----- Extrait choisi -----

Selon Le Devoir (rigolo que Le Figaro source L’Express et non le québécois Le Devoir en tant que source de la nouvelle), or donc, des textes rares devraient figurer en annexes. Admettons.

En tout cas, il vous suffit de saisir les titres des livres (entre guillemets) et le terme « pdf », pour y accéder. Alors, sérieusement, que Lucette Destouches, veuve Céline, que François Gibault, avocat et conseil des descendants, se disent « contre la réédition de ces pamphlets », équivaut à un combat d’arrière-garde.

Serge Karsfeld a considéré qu’il ne s’agissait pas de nier que Céline soit un écrivain de « grand talent ». Ah bon ? Il en est tant et tant qui n’ont pas bénéficier du battage fait autour de Céline que l’argument me laisse totalement froid. Il aurait appelé au « meurtre des Juifs » ? Bah, Juifs ou Vendéens, ou « Bleus » républicains, ou catholiques, ou protestants, ou… On ne va pas non plus lui coller Hiroshima sur le dos (et pourtant, on ne sait pas trop ce qu’il pensait des Japonais).

La « justification » de Lucette Dstouches me fait sourire (jaune) : « Céline ne connaissait pas l’existence des camps de concentration. Il n’en aura connaissance qu’après la guerre, comme la majorité des Français. ». Et des états-majors britanniques et américains ou soviétiques ? Et quand il en a eu connaissance, quoi ?

« Ce sont bien sûr des textes haineux, mais datés et éventés », estime l’éditeur québécois Rémi Ferland. On peut le voir comme cela. Mais franchement, la plupart s’en contrefichent. Enfin, c’est mon petit point de vue étayé au pifomètre.

Voyez un peu les admirateurs de Breivik – même pas foutu de trucider un adolescent musulman athée, mais glorifié cependant – qui vont se régaler de l’original ou de la traduction de ses courriels d’avant sa tuerie imbécile. Kjetil Stormak en publie, en Norvège, un florilège. Une nouvelle occasion pour Richard Millet d’en faire un second éloge, littéraire évidemment. Un « jour » (au sens de la Thora) les Juifs, un autre, les musulmans, et à qui le tour après ?

----- Données fournies -----

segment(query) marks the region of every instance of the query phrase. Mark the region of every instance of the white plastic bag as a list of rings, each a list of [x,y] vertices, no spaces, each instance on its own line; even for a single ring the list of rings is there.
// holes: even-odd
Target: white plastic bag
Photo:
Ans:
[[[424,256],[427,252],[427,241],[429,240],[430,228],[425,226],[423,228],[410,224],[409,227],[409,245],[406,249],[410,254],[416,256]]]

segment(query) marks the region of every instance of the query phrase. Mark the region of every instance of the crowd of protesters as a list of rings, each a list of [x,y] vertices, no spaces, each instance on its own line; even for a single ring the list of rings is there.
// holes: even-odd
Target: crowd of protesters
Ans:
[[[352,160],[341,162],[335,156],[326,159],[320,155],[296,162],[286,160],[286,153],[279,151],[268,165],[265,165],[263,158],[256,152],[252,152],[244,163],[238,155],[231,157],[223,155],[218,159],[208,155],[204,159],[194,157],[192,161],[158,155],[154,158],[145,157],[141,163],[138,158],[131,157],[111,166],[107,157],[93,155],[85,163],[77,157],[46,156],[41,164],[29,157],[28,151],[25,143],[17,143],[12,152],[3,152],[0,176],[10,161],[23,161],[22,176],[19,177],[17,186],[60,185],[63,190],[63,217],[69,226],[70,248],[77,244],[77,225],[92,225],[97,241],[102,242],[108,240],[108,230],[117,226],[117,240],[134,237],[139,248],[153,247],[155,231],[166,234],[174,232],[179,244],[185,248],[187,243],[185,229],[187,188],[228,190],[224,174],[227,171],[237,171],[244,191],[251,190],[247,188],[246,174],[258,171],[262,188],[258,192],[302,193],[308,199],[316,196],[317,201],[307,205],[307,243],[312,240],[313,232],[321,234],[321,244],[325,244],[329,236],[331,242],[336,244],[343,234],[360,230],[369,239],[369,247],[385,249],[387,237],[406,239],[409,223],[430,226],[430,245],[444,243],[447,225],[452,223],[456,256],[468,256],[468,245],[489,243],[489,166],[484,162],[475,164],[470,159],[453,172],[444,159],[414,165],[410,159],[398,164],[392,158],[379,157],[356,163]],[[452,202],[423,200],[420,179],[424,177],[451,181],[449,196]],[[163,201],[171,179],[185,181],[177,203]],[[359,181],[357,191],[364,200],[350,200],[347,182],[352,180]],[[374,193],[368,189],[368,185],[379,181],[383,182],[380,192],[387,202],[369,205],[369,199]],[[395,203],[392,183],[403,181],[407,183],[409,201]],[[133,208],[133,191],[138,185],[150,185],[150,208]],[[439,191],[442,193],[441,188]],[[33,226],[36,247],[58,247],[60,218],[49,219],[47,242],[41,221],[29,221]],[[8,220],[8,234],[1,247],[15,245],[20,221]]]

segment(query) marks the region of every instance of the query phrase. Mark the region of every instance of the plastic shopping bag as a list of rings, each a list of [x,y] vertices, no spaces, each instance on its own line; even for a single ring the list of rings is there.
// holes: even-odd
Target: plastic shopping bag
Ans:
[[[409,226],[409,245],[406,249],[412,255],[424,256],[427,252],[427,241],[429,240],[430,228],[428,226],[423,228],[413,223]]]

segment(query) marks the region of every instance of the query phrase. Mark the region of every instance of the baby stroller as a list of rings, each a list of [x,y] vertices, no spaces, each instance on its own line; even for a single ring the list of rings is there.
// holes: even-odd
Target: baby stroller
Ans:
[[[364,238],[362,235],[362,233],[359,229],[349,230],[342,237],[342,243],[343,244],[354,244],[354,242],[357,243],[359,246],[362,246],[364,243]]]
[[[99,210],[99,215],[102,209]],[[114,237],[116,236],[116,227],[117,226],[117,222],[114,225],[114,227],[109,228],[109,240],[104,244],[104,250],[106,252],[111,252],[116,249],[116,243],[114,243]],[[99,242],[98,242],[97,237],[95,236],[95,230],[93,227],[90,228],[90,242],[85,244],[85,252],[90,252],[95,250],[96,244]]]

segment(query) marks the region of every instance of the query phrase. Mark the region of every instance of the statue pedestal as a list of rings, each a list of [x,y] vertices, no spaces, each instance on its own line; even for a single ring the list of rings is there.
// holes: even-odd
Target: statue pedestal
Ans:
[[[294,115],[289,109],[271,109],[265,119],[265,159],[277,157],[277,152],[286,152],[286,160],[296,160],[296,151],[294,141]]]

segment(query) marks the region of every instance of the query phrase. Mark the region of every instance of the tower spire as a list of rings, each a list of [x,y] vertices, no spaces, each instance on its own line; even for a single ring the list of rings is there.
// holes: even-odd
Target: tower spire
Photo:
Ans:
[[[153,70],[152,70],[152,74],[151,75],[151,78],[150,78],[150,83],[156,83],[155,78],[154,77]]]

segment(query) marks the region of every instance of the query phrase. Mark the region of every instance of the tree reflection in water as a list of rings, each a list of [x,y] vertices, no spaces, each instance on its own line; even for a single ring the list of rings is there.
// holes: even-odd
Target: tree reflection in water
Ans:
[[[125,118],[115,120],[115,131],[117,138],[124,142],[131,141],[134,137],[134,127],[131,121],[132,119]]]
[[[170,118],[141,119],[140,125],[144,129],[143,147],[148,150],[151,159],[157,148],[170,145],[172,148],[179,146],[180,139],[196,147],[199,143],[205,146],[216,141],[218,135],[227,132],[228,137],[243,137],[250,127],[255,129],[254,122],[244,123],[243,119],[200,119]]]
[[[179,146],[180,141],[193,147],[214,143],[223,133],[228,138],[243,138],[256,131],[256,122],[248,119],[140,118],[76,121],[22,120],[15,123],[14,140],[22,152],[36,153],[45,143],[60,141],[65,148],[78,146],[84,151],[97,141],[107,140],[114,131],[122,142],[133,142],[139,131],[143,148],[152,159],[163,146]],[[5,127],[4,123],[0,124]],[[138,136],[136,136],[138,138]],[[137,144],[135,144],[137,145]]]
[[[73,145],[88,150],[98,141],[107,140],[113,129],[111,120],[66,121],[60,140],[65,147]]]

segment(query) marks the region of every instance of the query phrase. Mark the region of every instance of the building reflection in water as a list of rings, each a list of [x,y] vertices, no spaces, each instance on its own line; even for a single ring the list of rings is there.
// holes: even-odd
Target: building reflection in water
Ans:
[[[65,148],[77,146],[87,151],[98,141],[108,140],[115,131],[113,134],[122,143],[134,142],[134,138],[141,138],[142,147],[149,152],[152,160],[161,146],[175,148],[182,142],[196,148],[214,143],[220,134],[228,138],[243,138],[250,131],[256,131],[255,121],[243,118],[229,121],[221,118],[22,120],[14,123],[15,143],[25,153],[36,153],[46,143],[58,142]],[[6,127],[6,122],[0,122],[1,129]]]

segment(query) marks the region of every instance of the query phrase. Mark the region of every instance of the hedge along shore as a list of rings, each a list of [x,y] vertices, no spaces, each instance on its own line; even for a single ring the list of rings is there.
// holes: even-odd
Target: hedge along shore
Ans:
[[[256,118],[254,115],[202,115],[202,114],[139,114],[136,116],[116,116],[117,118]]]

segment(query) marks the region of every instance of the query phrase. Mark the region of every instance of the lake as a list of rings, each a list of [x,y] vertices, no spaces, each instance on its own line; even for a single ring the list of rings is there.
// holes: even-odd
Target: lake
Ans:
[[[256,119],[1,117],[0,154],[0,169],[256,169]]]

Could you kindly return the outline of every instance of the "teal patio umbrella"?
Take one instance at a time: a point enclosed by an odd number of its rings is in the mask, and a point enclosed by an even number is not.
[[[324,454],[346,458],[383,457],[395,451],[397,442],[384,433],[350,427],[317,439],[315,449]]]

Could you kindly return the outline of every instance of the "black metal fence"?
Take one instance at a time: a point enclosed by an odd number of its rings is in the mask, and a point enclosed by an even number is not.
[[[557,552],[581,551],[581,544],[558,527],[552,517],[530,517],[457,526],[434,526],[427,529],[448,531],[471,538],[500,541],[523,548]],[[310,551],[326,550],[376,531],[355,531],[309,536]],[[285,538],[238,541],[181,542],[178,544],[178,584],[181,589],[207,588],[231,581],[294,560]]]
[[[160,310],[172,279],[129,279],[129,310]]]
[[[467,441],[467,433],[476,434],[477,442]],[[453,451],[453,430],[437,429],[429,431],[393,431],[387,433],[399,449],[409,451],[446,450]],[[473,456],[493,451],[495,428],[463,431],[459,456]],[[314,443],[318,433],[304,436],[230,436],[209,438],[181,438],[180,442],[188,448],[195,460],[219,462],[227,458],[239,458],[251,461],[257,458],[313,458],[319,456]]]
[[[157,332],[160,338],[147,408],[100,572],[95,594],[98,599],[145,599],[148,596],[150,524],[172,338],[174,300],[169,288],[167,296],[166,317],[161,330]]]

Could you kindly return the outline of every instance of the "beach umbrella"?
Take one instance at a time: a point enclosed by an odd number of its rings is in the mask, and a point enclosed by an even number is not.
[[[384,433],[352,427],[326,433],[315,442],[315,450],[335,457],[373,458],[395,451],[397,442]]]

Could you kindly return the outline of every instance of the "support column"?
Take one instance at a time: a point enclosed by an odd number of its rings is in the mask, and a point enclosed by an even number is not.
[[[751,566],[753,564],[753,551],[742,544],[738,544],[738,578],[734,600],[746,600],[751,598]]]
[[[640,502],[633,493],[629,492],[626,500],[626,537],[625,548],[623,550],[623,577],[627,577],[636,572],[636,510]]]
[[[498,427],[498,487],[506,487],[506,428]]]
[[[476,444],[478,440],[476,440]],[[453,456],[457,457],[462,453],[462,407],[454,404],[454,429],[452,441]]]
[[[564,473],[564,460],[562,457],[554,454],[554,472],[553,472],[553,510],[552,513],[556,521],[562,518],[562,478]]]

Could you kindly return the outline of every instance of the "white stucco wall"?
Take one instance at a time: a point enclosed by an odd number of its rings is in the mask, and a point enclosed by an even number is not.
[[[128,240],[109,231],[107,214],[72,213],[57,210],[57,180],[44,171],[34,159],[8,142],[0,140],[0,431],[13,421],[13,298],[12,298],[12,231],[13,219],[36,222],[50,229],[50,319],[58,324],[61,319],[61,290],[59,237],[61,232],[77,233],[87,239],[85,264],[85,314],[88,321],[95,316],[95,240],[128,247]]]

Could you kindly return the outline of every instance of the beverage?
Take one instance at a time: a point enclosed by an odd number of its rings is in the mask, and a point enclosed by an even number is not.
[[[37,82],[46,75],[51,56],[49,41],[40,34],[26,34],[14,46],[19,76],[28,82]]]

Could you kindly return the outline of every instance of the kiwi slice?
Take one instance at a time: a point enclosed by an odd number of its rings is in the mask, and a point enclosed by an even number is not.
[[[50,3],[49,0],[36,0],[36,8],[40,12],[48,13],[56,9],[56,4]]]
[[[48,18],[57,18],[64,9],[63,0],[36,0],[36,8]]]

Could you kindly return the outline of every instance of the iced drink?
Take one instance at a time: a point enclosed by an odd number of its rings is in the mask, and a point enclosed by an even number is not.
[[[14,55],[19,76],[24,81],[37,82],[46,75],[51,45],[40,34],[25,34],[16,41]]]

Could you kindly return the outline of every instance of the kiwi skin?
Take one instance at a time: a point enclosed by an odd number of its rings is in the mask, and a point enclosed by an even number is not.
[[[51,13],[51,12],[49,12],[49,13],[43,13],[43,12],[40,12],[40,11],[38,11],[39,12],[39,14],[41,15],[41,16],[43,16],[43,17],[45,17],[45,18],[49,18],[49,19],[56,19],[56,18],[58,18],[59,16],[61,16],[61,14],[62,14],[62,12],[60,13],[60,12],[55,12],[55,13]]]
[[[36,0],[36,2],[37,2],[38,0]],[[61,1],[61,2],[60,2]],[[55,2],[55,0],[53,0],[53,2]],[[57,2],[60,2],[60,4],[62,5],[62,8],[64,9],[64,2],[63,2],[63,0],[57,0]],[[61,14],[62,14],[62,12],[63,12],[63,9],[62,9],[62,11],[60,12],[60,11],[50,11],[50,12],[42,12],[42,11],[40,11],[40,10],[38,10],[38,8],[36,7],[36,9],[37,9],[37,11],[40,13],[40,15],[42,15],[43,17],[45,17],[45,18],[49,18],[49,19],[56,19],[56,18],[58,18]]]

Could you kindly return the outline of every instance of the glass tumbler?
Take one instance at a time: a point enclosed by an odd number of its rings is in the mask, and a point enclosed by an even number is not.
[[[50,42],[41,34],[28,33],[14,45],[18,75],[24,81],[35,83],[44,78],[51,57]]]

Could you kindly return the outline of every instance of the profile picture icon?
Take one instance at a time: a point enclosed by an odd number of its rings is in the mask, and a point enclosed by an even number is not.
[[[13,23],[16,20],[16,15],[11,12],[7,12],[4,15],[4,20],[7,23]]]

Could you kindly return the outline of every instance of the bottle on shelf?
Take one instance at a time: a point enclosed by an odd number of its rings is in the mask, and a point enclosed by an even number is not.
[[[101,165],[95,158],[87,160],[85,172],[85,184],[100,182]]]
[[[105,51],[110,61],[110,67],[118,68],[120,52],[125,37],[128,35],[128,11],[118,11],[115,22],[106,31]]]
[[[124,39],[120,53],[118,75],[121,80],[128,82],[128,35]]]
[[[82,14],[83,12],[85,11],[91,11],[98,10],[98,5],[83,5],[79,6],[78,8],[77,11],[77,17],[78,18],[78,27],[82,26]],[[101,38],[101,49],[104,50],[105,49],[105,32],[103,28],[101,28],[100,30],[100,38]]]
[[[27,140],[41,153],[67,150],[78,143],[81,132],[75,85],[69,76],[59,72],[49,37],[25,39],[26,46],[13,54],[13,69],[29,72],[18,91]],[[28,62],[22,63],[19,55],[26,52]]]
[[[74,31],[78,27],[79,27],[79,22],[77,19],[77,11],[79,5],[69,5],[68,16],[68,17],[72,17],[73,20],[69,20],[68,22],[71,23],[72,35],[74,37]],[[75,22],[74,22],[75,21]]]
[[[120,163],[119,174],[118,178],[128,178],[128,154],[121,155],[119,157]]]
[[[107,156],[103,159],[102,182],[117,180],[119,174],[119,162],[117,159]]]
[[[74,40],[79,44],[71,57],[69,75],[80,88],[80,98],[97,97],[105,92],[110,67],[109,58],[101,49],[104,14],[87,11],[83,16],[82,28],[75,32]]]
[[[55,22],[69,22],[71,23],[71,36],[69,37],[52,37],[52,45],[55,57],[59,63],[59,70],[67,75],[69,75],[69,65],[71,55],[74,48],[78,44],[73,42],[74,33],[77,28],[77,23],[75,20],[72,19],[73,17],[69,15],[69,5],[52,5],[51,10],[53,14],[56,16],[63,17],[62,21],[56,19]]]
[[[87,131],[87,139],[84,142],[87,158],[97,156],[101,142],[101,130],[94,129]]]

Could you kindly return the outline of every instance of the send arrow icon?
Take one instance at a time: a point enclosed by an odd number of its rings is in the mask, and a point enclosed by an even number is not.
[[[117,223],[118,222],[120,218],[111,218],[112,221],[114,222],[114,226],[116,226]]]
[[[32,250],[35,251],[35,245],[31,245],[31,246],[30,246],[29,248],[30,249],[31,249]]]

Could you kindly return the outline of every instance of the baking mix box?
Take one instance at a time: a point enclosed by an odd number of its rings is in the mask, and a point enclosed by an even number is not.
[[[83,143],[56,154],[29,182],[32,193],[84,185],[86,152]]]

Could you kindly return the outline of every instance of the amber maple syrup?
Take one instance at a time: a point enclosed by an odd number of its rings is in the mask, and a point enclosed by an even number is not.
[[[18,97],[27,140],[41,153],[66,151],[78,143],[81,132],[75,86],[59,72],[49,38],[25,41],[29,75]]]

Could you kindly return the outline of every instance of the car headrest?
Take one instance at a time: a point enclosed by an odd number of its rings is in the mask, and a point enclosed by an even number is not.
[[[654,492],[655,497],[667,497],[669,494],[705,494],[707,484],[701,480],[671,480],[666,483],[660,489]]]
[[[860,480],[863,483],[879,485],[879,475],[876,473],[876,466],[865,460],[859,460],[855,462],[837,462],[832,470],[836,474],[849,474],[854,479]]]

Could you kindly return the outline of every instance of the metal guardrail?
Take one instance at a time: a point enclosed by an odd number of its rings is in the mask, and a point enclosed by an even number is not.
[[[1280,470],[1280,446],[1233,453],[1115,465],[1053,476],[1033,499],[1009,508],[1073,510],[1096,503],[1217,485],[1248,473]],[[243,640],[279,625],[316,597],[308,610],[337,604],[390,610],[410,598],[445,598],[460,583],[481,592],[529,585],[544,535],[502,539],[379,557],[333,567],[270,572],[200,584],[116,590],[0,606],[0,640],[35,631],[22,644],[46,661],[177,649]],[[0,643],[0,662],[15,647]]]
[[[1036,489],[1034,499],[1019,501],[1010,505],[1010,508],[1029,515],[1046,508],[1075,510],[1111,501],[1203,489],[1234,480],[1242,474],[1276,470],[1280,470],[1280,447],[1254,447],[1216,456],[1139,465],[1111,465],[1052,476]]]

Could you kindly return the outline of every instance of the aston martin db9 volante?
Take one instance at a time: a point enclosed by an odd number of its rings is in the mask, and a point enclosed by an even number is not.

-----

* _Tâches à faire_:
- 1) Relevez tous les titres de journaux cités dans l'extrait choisi.
- 2) Réécrivez tout ce qui va de « Selon Le Devoir » jusqu'à « en annexes. Admettons. » dans l'extrait choisi, en mettant « La Presse » à la place de « Le Devoir ».

* _Résultats finaux_:
- 1) Le Devoir, Le Figaro, L'Express

- 2)
Selon La Presse (rigolo que Le Figaro source L’Express et non le québécois La Presse en tant que source de la nouvelle), or donc, des textes rares devraient figurer en annexes. Admettons.